Ejercicio A ::
Identifica cada línea de los registros en la que figure la palabra "flower" y cópiala completa.

Fragmento de lectura ::

---+---

Empezó como un reto fiero. Como uno de esos que Claudio Rissi nos tiene acostumbrados cuando actúa, pero en silencio: los ojos cargados de una furia seca, sin verbalización. “Se había mandado una cagada y la miré fijo. En seguida volvió sobre sus pasos y se metió en la cucha”. La transmisión de pensamiento con Mathelda –un dogo que “parecía un burro” cuando se alegraba porque no tenía operada las orejas; tampoco la cola– fue tan perfecta que el actor pasó rápido del enojo a la curiosidad. ¿Y si de verdad había podido ordenarle la acción con la mirada? Los días siguientes empezó a repetir la escena: al principio como un juego y luego ya como una técnica. Su propio método de actuación. “La miraba fijo, sin hacer ningún gesto ni emitir ningún sonido, y ella reaccionaba. A veces, cuando iba a fondo, me creía el enojo y se iba para la cucha. Pero otras volvía y se ponía a jugar conmigo. La energía había sido distinta”. 

Así, cuenta Rissi, fue que empezó adquirir esa mirada fuerte y seca, como de escarmiento a punto de tronar, que es una de sus marcas registradas. Y que cargan varias de sus interpretaciones más reconocibles, desde aquel fletero de Okupas y el gaucho errante de Aballay (pueden sumarse los comisarios de El Puntero y Amar después de amar así como los protagónicos en obras recientes como Terrenal o Kilómetro Limbo) a este mandamás de una cárcel en descomposición que brilla en El Marginal; tal vez el papel de su vida. El que logró condensar todo su talento. Ese histrionismo o mirada relámpago que sabe transmitir “un sentido de verdad”. O como aclara él: “Una energía para manejar en determinadas circunstancias”. Sólo en determinadas circunstancias.

---+---

Material proporcionado ::
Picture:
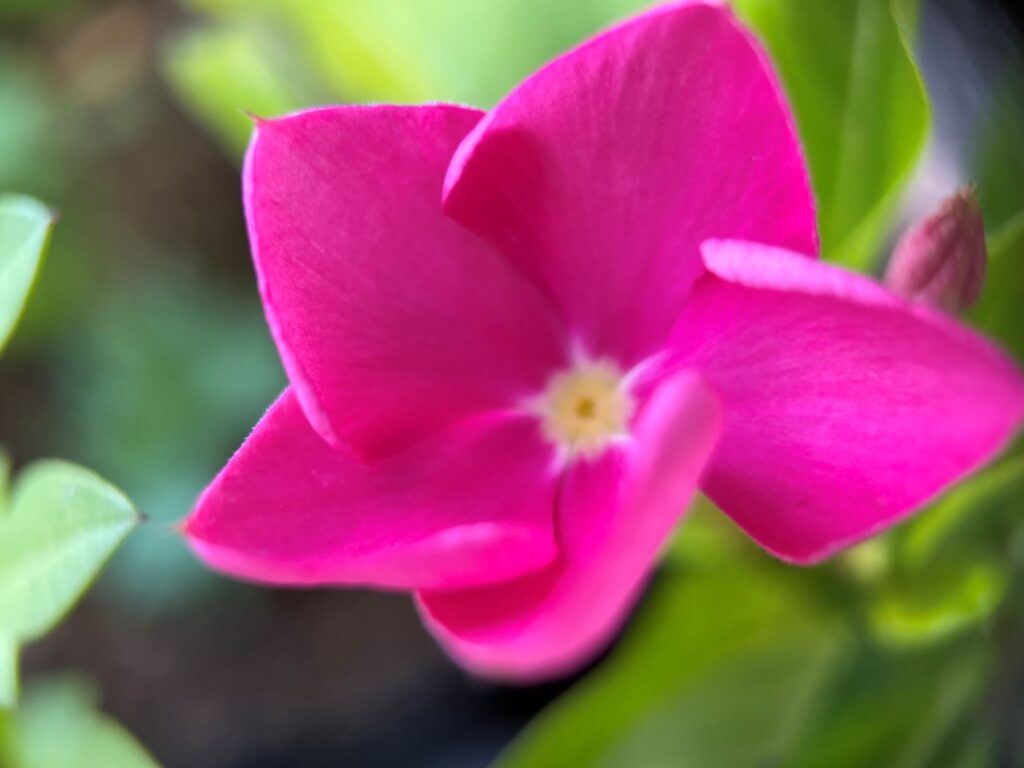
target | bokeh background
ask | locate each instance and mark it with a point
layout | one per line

---+---

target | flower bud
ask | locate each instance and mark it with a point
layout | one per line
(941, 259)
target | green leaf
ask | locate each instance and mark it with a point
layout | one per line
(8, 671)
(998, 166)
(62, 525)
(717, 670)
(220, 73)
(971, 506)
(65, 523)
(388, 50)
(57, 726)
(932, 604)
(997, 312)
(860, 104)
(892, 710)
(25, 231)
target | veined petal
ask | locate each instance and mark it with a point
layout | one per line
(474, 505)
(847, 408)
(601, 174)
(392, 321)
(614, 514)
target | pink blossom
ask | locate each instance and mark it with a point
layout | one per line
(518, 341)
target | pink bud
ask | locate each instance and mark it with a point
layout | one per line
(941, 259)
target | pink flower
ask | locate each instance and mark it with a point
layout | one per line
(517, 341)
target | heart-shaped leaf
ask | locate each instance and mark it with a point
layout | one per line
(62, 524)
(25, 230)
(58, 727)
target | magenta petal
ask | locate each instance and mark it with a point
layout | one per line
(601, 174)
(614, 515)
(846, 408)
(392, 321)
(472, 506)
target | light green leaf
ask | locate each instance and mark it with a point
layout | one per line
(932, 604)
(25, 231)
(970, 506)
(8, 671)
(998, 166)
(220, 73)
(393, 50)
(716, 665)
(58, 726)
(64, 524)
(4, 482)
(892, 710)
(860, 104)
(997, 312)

---+---

Ejercicio B ::
Reproduce palabra por palabra, de principio a fin, el texto sobre Claudio Rissi que aparece arriba.

Respuesta A ::
target | flower bud
target | pink flower

Respuesta B ::
Empezó como un reto fiero. Como uno de esos que Claudio Rissi nos tiene acostumbrados cuando actúa, pero en silencio: los ojos cargados de una furia seca, sin verbalización. “Se había mandado una cagada y la miré fijo. En seguida volvió sobre sus pasos y se metió en la cucha”. La transmisión de pensamiento con Mathelda –un dogo que “parecía un burro” cuando se alegraba porque no tenía operada las orejas; tampoco la cola– fue tan perfecta que el actor pasó rápido del enojo a la curiosidad. ¿Y si de verdad había podido ordenarle la acción con la mirada? Los días siguientes empezó a repetir la escena: al principio como un juego y luego ya como una técnica. Su propio método de actuación. “La miraba fijo, sin hacer ningún gesto ni emitir ningún sonido, y ella reaccionaba. A veces, cuando iba a fondo, me creía el enojo y se iba para la cucha. Pero otras volvía y se ponía a jugar conmigo. La energía había sido distinta”. 

Así, cuenta Rissi, fue que empezó adquirir esa mirada fuerte y seca, como de escarmiento a punto de tronar, que es una de sus marcas registradas. Y que cargan varias de sus interpretaciones más reconocibles, desde aquel fletero de Okupas y el gaucho errante de Aballay (pueden sumarse los comisarios de El Puntero y Amar después de amar así como los protagónicos en obras recientes como Terrenal o Kilómetro Limbo) a este mandamás de una cárcel en descomposición que brilla en El Marginal; tal vez el papel de su vida. El que logró condensar todo su talento. Ese histrionismo o mirada relámpago que sabe transmitir “un sentido de verdad”. O como aclara él: “Una energía para manejar en determinadas circunstancias”. Sólo en determinadas circunstancias.